SUPPLIED MATERIAL:
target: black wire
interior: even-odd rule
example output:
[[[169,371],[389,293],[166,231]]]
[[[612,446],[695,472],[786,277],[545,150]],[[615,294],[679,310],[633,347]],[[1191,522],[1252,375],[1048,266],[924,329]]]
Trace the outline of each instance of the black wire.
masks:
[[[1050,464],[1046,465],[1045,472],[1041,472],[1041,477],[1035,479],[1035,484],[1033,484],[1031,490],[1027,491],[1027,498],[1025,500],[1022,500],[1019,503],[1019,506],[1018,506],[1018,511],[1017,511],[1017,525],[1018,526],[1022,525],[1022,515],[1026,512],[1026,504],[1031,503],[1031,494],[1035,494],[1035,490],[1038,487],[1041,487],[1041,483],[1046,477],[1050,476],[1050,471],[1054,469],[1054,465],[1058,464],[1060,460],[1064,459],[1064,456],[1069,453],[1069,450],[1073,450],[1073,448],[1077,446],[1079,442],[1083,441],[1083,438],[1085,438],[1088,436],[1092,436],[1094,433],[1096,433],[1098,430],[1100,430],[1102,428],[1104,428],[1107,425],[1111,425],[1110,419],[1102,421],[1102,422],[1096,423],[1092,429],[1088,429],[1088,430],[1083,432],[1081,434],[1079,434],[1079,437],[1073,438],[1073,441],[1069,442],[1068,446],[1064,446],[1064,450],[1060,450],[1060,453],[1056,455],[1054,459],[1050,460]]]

EXERCISE AIM:
Copy the records again, swapping "black wire" for "dark cable" everywhere it occurs and leaving every other character untouched.

WORKED ANSWER:
target: dark cable
interior: even-odd rule
example output:
[[[169,371],[389,293],[166,231]]]
[[[612,446],[695,472],[786,277],[545,150]],[[615,294],[679,310],[633,347]],[[1191,522],[1252,375],[1048,266],[924,329]]]
Trace the outline of each instance of the dark cable.
masks:
[[[1050,464],[1046,465],[1045,472],[1041,472],[1041,477],[1035,479],[1035,484],[1033,484],[1031,490],[1027,491],[1027,498],[1025,500],[1022,500],[1019,503],[1019,506],[1018,506],[1018,511],[1017,511],[1017,525],[1018,526],[1022,525],[1022,515],[1026,512],[1026,504],[1031,503],[1031,494],[1035,494],[1035,490],[1038,487],[1041,487],[1041,483],[1046,477],[1050,476],[1050,471],[1054,469],[1054,465],[1058,464],[1060,460],[1064,459],[1064,456],[1069,453],[1069,450],[1073,450],[1073,448],[1077,446],[1079,442],[1083,441],[1083,438],[1085,438],[1088,436],[1092,436],[1094,433],[1096,433],[1098,430],[1100,430],[1102,428],[1104,428],[1107,425],[1111,425],[1110,419],[1102,421],[1102,422],[1096,423],[1092,429],[1088,429],[1088,430],[1083,432],[1081,434],[1079,434],[1079,437],[1073,438],[1073,441],[1069,442],[1068,446],[1064,446],[1064,450],[1060,450],[1060,453],[1056,455],[1054,459],[1050,460]]]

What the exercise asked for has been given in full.